→ MATERIAL TO PROCESS:
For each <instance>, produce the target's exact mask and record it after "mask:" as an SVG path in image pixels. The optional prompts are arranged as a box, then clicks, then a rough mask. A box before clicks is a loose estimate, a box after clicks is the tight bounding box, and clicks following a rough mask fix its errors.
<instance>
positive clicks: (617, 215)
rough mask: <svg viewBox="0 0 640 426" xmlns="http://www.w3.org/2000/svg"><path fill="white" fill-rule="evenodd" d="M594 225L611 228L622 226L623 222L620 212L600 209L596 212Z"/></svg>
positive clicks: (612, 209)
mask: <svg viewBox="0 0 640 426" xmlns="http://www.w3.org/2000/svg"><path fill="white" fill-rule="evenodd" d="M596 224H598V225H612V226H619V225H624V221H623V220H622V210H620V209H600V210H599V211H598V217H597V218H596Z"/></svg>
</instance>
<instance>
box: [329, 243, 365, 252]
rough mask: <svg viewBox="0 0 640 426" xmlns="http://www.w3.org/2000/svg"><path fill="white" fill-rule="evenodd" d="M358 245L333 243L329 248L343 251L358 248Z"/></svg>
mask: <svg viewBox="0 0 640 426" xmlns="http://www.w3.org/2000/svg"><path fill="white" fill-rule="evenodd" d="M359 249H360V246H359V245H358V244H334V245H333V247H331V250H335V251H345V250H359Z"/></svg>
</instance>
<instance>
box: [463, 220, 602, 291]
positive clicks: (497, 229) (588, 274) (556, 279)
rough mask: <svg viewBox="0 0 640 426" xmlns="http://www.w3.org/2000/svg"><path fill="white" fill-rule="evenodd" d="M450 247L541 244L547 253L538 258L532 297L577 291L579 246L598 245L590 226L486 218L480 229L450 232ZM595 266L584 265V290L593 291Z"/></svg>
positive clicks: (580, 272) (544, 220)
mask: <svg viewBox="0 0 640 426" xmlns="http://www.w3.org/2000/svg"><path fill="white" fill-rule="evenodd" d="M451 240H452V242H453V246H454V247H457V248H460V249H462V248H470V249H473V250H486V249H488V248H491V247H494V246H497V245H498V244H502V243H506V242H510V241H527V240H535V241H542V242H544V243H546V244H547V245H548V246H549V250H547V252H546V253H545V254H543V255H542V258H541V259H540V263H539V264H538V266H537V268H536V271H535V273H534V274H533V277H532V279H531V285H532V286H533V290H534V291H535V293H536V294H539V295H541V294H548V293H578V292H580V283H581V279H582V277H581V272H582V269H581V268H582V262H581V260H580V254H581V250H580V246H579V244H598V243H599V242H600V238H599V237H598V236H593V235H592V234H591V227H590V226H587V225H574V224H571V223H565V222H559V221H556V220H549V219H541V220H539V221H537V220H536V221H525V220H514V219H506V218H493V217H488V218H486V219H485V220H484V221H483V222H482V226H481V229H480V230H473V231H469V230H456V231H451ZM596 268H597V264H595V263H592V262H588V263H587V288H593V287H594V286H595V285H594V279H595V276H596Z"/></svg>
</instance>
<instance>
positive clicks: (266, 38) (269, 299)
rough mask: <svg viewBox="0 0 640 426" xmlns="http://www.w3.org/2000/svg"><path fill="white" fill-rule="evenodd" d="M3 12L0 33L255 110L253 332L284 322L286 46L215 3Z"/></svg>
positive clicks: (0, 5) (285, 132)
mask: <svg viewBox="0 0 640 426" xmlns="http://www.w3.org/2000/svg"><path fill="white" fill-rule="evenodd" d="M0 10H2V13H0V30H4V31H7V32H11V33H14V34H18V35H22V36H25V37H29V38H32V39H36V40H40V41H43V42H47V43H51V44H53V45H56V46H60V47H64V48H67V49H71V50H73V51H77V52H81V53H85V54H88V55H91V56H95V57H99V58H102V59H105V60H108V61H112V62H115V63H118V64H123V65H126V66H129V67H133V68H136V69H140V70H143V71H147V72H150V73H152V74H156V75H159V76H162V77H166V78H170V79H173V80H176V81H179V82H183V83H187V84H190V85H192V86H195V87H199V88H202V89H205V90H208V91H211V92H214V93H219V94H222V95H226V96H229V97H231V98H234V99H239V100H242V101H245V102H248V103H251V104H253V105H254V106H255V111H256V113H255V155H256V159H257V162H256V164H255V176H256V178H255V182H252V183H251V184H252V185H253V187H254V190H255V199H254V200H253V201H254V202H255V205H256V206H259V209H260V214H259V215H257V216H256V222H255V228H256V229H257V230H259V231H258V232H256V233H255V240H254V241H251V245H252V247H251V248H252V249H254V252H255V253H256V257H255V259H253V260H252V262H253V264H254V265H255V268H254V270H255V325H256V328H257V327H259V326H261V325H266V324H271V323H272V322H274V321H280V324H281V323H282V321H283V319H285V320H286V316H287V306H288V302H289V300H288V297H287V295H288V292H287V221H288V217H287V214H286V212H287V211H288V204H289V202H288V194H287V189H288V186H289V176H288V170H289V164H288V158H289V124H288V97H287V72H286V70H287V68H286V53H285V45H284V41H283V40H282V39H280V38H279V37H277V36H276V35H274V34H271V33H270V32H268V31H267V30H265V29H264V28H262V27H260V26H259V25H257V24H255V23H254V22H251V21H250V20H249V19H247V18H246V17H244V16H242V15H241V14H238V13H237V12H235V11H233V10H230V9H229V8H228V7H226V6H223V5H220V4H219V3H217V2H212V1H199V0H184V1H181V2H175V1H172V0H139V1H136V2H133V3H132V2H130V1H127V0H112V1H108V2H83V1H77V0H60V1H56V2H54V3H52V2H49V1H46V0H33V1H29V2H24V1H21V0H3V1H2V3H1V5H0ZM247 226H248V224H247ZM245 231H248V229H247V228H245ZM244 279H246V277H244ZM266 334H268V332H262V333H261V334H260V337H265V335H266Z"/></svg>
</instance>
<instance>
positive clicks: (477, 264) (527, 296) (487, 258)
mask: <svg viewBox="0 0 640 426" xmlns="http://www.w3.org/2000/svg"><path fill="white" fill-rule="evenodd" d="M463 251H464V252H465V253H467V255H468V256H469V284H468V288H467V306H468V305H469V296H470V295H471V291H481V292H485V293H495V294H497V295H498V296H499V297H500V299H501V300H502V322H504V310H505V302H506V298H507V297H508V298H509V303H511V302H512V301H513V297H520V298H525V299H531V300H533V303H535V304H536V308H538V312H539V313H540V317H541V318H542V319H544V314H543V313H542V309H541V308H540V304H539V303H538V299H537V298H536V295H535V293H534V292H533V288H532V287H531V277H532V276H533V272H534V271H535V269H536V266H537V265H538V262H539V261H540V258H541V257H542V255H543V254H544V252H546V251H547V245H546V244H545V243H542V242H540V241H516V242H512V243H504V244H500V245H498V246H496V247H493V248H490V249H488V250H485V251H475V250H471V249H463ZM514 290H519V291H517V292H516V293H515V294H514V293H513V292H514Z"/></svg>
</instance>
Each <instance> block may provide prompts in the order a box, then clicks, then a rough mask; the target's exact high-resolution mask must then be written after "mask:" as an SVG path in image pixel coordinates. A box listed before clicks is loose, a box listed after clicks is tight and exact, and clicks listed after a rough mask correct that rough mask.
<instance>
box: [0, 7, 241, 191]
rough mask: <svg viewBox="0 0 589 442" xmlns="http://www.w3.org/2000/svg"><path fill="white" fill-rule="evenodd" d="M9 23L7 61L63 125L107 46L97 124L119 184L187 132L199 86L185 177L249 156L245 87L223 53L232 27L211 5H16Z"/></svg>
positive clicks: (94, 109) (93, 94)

→ WHAT THE EXERCISE ASKS: Rewrite the lines from the start of the records through the line containing "positive clicks: (612, 209)", inclusive, changing "rough mask" to "coarse mask" and leaving everything else as it is.

→ RESULT OF THE EXERCISE:
For each <instance>, produce the target's exact mask and record it after "mask:" as an SVG path in image pixels. The optional prompts are arranged as a box, then clicks, then a coarse mask. A box before clicks is a loose estimate, a box after clicks is the tight bounding box, and clicks following a coarse mask fix its errors.
<instance>
positive clicks: (617, 215)
coarse mask: <svg viewBox="0 0 640 426" xmlns="http://www.w3.org/2000/svg"><path fill="white" fill-rule="evenodd" d="M594 225L611 228L622 226L623 222L620 212L600 209L596 212Z"/></svg>
positive clicks: (612, 209)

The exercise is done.